__Your instructions__
Reproduce these records line for line, with no changes.

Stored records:
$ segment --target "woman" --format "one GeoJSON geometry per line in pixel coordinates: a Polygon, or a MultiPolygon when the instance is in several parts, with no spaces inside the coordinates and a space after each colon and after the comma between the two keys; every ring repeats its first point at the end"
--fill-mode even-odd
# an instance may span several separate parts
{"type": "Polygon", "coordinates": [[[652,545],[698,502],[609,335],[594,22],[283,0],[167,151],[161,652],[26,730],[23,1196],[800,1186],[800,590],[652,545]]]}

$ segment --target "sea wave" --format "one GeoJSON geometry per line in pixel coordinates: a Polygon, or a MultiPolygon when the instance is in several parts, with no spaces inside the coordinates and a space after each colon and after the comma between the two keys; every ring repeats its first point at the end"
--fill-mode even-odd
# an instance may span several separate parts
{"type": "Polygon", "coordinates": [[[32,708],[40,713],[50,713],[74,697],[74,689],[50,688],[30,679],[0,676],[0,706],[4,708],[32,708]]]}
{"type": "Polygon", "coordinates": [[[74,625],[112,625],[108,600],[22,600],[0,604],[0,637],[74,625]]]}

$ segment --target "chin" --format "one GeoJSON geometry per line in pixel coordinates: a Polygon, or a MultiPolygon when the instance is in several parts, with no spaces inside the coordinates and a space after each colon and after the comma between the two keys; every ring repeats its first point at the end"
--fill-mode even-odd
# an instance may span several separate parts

__Response__
$ segment --target "woman" --format "one GeoJSON geometry per line in pixel coordinates: a Polygon, or a MultiPolygon when the instance is in several parts, with no spaces inside the coordinates and a space after each colon and after the comma between the two keys; every ring repeats its first point at the end"
--fill-mode even-odd
# an instance may span several separate parts
{"type": "Polygon", "coordinates": [[[652,545],[698,502],[609,335],[594,22],[283,0],[167,151],[161,652],[26,730],[23,1196],[800,1186],[800,590],[652,545]]]}

$ segment --target "sea wave" --format "one GeoJSON geometry per line in pixel coordinates: a Polygon, or a MultiPolygon when the instance is in several parts, with no spaces inside the coordinates and a space after each colon and after the comma between the two keys; every ring repeats its first point at the end"
--fill-mode even-odd
# an instance may span several separate parts
{"type": "Polygon", "coordinates": [[[32,708],[40,713],[50,713],[74,697],[74,689],[50,688],[30,679],[0,676],[0,706],[4,708],[32,708]]]}
{"type": "Polygon", "coordinates": [[[74,625],[112,625],[108,600],[22,600],[0,604],[0,637],[74,625]]]}

$ segment --target "chin" --format "one GeoJSON geometry per line in pixel coordinates: a Polygon, or a MultiPolygon when the instance is in several parts, with no spaces inside the coordinates and a space after each colon and after the comma between the two keys; every ring repeats its first point at the end"
--fill-mode even-odd
# an instance may span several separate parts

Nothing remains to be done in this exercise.